Con los conocimientos científicos de la evolución natural de las especies, parece imposible creer que pueda haber contradicción entre determinismo y azar, o entre Naturaleza y libertad. Si, antes de Darwin, unos humanistas prodigiosos extrajeron de la materia universal derechos universales iguales, ¡cómo no va a ser posible deducir la acción política de libertad, la propia libertad, de la naturalidad de los pueblos, de sus pasiones “liberistas“ en igualdad de derechos naturales!

Mientras se pensó que el mundo estaba creado, ordenado y sostenido por una causa sobrenatural, no se podía imaginar siquiera que los seres humanos pudieran regularse a si mismos mediante derechos naturales. Del derecho divino y de su orden providencial emanaba el derecho natural de los reyes a regir el destino de sus pueblos. Tan fuerte tradición teológica explica que el patriarca de la Iglesia anglicana sea Rey de Inglaterra.

Las singularidades de los acontecimientos revolucionarios, las aparatosas rupturas de la tradición política que aparentan, nos impiden ver el hecho cultural de que la mayor revolución de la humanidad europea sigue siendo la realizada por el humanismo republicano. Unas pocas mentes atrevidas, en momentos de crisis políticas y espirituales, fundaron el derecho natural, contra la tradición del imperio de la ley positiva y del dogma cristiano, en la confianza del hombre en su razón natural, es decir, en el humanismo. La razón técnica del derecho romano y la ley imperial no podían contradecir la razón natural de la república.

Es asombroso. Una nación vencedora, Roma, se humaniza con la recepción de la cultura del pueblo vencido, Grecia, y crea el primer humanismo, esencialmente republicano. Pero lo que importa es saber distinguir entre humanismo, derecho natural y jusnaturalismo. Pues la herencia ciceroniana no se activó, como se cree, en el renacimiento florentino, que buscaba la verdad en los textos antiguos, sino en los humanistas medievales que despertaron la esperanza republicana con la traducción de “La política“ de Aristóteles, en las ciudades-estado del norte de Italia (siglos XIII y XIV).

Uno de ellos, el dominico fray Remigio de Girolami, obscurecido por la fama de Marsilio y Maquiavelo, debe ser incorporado a la tradición republicanista. Además de precursor de nuestro maestro Marsilio de Padua, Remigio define al hombre como “animal cívico“ (“quien no es ciudadano no es hombre“), y precisa la causa del patriotismo -que la sociología redescubrió tras la guerra de Vietnam- en esta frase: “no hemos nacido para actuar solo en nuestro bien, sino en el de nuestro país y nuestros amigos“.

Aquella idea republicana medieval sobrepasaba las posibilidades del humanismo cristiano posterior, cuyo postulado de Redención o Gracia le impedía concebir al hombre como salvador de sí mismo, como realizador por si solo de su íntegra personalidad. Los que llevaron a cabo esta proeza mental, aunque fueran humanistas cristianos, fundaron el derecho natural en la razón, y no en la revelación de la igualdad de los hombres por decreto de la Providencia. El derecho natural racional no legitimaba ya las monarquías derivadas del derecho natural-divino de los reyes. El Estado monárquico, basado en la teología de la desigualdad, no podía ser laico sin contradecir su legitimación original.

* * *

§ Ejercicio propuesto:
Copia sin cambios el pasaje del texto sobre el humanismo republicano que va desde "Con los conocimientos" hasta "de derechos naturales!", ambos incluidos. Los registros son material aparte, independiente del texto sobre el humanismo republicano.

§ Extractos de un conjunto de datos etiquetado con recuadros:
* * *

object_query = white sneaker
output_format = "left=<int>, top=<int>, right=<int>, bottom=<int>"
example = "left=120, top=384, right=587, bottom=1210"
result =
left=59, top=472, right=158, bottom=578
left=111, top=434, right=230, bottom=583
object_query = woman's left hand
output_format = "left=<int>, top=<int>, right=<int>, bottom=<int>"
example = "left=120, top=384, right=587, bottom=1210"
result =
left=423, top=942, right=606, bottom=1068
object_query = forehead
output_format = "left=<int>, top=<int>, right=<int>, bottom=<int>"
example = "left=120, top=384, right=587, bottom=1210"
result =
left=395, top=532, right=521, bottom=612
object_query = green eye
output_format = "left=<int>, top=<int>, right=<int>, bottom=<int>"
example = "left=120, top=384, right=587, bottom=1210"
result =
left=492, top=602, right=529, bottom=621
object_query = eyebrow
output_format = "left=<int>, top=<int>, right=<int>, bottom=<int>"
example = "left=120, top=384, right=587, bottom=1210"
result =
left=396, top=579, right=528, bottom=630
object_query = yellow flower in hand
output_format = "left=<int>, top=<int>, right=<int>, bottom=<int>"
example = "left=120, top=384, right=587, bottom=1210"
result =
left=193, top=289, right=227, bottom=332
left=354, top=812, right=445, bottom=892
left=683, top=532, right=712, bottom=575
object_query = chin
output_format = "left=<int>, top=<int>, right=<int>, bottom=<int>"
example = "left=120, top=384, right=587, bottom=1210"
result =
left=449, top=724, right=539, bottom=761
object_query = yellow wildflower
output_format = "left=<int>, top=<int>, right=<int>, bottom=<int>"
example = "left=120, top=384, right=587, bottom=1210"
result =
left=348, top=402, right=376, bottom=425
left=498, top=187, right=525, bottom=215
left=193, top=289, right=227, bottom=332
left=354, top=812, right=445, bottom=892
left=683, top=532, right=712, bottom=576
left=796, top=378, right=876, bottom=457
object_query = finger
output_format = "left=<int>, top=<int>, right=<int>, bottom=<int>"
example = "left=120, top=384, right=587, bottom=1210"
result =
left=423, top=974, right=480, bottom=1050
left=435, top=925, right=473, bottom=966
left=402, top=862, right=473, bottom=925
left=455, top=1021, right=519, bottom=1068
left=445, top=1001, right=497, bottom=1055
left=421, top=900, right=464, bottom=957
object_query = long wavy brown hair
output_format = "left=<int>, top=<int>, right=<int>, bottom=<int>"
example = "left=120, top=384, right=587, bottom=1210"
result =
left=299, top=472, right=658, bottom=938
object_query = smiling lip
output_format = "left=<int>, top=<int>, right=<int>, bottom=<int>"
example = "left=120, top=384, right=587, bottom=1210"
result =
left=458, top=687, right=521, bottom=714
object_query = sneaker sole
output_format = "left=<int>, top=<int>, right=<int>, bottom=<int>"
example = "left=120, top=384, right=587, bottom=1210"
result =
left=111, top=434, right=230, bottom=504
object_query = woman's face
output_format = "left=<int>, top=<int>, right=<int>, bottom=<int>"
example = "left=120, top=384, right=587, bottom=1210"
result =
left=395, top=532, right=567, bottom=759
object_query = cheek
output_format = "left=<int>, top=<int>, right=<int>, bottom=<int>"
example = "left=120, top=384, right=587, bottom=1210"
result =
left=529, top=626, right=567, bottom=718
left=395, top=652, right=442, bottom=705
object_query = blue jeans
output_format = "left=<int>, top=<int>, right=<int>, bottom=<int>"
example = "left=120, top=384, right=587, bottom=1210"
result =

* * *

§ Respuesta:
Con los conocimientos científicos de la evolución natural de las especies, parece imposible creer que pueda haber contradicción entre determinismo y azar, o entre Naturaleza y libertad. Si, antes de Darwin, unos humanistas prodigiosos extrajeron de la materia universal derechos universales iguales, ¡cómo no va a ser posible deducir la acción política de libertad, la propia libertad, de la naturalidad de los pueblos, de sus pasiones “liberistas“ en igualdad de derechos naturales!